§ **Position identification records**:
☆ ☆ ☆ ☆ ☆ ☆ ☆
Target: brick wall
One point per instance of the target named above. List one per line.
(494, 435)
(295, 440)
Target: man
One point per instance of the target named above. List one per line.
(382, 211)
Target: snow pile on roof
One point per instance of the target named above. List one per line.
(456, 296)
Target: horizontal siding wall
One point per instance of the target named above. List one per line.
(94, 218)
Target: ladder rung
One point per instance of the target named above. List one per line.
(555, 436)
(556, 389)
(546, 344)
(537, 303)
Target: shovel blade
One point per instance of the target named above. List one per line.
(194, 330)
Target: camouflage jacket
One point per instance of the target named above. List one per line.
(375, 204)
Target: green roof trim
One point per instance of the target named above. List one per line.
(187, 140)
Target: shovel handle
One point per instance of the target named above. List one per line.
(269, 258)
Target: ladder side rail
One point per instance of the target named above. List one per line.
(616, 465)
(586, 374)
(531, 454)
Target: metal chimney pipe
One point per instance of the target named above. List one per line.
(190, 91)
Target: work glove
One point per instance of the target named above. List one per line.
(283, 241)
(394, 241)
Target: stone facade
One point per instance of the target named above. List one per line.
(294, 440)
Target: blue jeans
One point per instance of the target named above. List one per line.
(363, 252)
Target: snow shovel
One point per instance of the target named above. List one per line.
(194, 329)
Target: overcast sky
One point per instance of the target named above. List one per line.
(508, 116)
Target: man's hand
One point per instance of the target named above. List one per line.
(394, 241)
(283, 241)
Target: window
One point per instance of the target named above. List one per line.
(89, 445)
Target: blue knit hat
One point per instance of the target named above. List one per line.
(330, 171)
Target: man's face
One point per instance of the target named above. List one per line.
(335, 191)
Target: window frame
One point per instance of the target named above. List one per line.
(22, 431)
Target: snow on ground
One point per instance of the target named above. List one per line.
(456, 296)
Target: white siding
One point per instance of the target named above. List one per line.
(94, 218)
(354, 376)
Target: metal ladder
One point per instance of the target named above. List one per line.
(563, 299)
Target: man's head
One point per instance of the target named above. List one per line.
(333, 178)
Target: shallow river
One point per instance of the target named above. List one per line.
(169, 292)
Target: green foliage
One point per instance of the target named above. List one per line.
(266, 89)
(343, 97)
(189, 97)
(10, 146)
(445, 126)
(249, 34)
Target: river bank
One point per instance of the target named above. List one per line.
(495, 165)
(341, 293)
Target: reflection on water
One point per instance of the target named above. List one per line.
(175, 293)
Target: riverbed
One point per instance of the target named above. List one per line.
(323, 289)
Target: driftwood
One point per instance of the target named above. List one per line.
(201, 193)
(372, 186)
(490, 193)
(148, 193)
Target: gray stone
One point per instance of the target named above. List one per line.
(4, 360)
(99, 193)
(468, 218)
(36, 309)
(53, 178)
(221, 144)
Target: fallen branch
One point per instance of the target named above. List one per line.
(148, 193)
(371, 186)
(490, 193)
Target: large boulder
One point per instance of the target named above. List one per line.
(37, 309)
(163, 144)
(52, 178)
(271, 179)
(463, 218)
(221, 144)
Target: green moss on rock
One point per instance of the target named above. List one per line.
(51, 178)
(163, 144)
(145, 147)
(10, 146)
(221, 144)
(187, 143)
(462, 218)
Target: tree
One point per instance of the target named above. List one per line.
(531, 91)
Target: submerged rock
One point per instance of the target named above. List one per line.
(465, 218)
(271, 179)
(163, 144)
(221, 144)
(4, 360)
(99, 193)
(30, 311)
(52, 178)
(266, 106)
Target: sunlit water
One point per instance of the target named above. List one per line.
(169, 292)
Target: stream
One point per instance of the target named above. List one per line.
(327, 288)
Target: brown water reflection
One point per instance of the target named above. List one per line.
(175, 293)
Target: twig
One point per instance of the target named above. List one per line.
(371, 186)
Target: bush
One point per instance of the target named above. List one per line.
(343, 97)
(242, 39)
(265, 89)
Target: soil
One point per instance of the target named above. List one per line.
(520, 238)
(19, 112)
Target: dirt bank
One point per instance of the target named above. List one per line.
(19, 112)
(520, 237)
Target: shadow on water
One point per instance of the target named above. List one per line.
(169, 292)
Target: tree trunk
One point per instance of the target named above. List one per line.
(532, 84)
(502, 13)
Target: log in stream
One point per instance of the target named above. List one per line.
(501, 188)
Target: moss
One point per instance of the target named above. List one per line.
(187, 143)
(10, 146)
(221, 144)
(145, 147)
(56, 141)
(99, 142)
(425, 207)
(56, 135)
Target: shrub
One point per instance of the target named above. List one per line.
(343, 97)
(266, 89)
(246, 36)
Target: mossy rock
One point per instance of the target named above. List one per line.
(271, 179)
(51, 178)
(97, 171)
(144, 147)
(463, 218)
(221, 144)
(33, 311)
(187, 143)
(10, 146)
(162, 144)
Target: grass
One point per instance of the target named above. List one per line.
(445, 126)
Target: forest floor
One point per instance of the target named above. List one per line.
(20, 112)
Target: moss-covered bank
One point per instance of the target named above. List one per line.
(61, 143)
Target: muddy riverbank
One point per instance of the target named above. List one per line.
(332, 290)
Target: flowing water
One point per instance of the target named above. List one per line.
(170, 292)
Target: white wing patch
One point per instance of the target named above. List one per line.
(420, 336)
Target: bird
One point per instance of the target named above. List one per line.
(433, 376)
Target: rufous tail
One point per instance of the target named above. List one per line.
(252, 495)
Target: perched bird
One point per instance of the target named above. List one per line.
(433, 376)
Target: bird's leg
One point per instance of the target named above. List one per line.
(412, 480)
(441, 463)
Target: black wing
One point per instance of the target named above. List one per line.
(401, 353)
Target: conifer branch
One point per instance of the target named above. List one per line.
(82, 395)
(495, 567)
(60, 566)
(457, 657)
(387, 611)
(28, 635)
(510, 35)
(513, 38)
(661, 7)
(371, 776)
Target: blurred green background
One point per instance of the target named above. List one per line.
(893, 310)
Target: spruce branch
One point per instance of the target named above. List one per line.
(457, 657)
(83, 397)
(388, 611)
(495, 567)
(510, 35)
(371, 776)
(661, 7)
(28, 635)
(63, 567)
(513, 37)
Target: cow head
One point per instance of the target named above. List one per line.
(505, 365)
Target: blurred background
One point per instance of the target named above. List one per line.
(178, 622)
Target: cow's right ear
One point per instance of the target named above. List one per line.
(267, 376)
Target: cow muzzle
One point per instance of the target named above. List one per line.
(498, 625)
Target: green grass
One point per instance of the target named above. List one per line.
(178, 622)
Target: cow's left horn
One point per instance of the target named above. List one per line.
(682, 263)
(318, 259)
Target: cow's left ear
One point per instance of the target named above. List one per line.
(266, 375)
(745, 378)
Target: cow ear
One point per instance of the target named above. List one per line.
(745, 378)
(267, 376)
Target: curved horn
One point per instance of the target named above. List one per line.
☆ ☆ ☆ ☆ ☆ ☆ ☆
§ **Your goal**: Rescale every line from the one containing "Target: conifer branch" through the end of the data, multiplying each point coordinate by 2.6, rounding to whole numbers with halves rounded up, and keeping all other lines unchanged. Return only those lines.

§ **Written solution**:
Target: conifer branch
One point per instance of the target named above. List one per line.
(213, 1027)
(1287, 1474)
(156, 1472)
(1188, 1708)
(1006, 1589)
(73, 1651)
(1326, 91)
(1334, 99)
(1719, 18)
(965, 2018)
Target: blurred green background
One point per instance of the target named above. List one per line.
(2322, 806)
Target: spruce branch
One point per instance of the target named above. List one per line.
(1188, 1708)
(216, 1032)
(1009, 1589)
(1287, 1474)
(1326, 91)
(965, 2018)
(1719, 18)
(73, 1651)
(164, 1474)
(1334, 96)
Target: cow head
One point per instance of the target named above. List one per line.
(1313, 949)
Target: blurred background
One point per instance of the target named above. List one per line.
(463, 1617)
Target: cow's right ear
One point per instance of the target named above. List one per line.
(694, 978)
Target: cow muzzle
One point per instance of the target named above. List one per line.
(1295, 1625)
Target: green grass
One point per instance of the target named above. List one per line.
(463, 1617)
Target: cow's left horn
One point per instance of the target named above. List one per line.
(1773, 684)
(827, 673)
Target: cow's left ear
One point per instance of the target named above. List one per line.
(692, 975)
(1937, 983)
Target: cow ear
One point per instance of the target named above. List one per line.
(1937, 983)
(694, 978)
Target: curved horn
One point per instance of the target named above. List one per line.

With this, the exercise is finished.